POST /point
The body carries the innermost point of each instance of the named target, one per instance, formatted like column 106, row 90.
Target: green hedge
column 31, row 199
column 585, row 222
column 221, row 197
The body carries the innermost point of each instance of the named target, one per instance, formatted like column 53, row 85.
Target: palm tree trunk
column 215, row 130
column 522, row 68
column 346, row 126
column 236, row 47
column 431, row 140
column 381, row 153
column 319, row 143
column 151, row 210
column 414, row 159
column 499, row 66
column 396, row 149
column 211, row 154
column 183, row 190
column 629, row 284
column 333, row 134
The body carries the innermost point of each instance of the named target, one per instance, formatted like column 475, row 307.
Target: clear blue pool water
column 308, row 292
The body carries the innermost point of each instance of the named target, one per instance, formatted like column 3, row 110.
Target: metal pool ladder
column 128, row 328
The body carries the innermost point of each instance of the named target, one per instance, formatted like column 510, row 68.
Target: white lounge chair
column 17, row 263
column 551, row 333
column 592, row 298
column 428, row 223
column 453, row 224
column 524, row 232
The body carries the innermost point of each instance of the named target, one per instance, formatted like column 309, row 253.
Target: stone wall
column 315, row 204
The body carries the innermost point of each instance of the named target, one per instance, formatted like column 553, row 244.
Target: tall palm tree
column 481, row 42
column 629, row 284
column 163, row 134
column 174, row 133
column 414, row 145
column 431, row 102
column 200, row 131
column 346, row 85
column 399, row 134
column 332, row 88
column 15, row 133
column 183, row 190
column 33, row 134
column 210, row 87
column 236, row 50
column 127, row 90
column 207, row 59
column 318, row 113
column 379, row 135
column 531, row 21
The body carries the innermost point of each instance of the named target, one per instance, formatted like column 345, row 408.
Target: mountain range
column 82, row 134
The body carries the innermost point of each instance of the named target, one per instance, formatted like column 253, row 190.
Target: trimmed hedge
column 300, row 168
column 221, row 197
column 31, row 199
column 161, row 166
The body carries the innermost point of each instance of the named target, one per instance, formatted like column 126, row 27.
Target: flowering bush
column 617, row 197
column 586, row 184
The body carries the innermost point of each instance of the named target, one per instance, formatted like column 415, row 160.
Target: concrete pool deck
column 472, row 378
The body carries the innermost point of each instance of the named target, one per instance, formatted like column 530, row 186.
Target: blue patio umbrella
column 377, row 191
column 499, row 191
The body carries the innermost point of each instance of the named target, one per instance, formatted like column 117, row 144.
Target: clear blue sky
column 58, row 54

▶ **Problem**:
Please return every line from the one that contains "345, row 408." through the end of the entries, exactly, leaving out all others.

▶ **Response box**:
The body carries the innermost point of each instance of the named target, one per instance, formatted like column 345, row 408.
Target: mountain range
column 82, row 134
The body carries the innermost point of each instance of the named target, one per instance, formatted like column 253, row 190.
Target: trimmed hedge
column 300, row 168
column 221, row 197
column 31, row 199
column 161, row 166
The body carries the innermost point of each instance of the named target, one per instance, formatted like column 126, row 27.
Target: flowering bush
column 617, row 197
column 586, row 184
The body carries the innermost point of each instance of the named target, one per instance, formatted like column 415, row 160.
Target: concrete pool deck
column 472, row 378
The body carries the innermost point of each instance of the named target, one per instance, formatted like column 530, row 186.
Target: blue patio umbrella
column 377, row 191
column 499, row 191
The body carries the innermost point of each instance of the named target, one per instance, formatted like column 117, row 144.
Target: clear blue sky
column 58, row 54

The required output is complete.